━━━━━ GIVEN RECORDS ━━━━━
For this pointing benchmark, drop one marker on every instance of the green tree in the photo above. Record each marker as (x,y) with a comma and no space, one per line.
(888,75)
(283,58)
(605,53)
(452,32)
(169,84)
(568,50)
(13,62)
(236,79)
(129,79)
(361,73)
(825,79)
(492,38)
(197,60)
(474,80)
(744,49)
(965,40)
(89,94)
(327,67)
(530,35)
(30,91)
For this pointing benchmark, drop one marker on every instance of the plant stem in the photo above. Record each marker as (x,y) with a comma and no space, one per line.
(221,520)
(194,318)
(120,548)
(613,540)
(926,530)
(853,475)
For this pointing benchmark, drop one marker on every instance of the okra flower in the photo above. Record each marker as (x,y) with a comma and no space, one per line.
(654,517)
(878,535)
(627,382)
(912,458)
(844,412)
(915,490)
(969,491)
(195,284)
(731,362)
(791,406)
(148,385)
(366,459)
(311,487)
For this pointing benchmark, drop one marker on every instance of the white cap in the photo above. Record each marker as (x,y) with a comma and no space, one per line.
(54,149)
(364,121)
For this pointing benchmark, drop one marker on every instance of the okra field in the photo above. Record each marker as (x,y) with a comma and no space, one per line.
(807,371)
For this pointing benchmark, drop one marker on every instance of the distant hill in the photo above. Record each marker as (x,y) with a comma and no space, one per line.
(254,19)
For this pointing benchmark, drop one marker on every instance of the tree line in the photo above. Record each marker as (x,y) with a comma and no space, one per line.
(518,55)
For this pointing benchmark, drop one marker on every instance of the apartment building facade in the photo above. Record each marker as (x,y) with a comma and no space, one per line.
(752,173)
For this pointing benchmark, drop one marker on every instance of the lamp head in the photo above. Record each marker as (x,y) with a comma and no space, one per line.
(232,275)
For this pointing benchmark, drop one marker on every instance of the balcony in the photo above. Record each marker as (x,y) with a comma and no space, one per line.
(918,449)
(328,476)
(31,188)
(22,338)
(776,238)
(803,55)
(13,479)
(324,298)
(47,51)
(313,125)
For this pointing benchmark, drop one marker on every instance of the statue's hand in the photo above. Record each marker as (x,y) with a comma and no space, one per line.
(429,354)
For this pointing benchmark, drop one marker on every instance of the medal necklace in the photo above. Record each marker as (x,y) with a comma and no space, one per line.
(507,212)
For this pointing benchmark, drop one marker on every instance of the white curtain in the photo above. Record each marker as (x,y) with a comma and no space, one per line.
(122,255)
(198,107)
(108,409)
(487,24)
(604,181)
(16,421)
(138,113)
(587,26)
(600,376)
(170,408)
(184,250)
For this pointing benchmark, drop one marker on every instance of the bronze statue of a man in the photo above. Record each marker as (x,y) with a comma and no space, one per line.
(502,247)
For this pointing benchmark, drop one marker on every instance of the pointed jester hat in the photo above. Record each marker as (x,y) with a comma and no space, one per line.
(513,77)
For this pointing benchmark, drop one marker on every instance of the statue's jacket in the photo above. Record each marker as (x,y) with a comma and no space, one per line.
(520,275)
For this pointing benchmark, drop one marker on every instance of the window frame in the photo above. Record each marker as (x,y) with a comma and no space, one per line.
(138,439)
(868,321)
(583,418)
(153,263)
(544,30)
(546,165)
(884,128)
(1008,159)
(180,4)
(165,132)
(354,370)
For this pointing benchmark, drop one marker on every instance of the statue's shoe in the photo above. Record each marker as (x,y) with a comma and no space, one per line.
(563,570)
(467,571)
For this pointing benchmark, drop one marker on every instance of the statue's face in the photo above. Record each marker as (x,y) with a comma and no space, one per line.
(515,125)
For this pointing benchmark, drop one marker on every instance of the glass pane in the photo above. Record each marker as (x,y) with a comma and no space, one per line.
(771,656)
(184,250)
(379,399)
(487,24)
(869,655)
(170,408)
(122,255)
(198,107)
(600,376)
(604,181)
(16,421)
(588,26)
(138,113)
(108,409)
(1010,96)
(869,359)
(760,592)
━━━━━
=== TASK STATEMENT ===
Please repeat the records verbatim from the line containing "of the window" through the end of the records, inclusive.

=== OUTPUT ===
For this pointing benchmark, drop one marker on every instance of the window frame in the photo above. Record each marker as (x,y) with a comma and no space, one per line.
(138,439)
(868,321)
(583,418)
(153,263)
(544,30)
(546,165)
(884,128)
(1008,159)
(180,4)
(165,132)
(354,370)
For this pointing benchmark, drop one marker on every instance of the statue's shoe in the photo above. Record each marker as (x,y) with a comma and no space, one per line.
(563,570)
(467,571)
For this pointing benchmark, drop one marker on every instance of the statue's face in the photo above. Record each marker as (x,y) with a comma and no space, one per line.
(515,125)
For this pointing benchmark, drop one marker on every instance of the glass pane in the photo above. Record each marker as (x,y) with a comma and no space, one per line.
(771,656)
(184,250)
(379,399)
(487,24)
(869,655)
(170,408)
(122,255)
(198,107)
(600,376)
(604,181)
(16,421)
(588,26)
(138,113)
(108,409)
(1010,96)
(869,359)
(760,592)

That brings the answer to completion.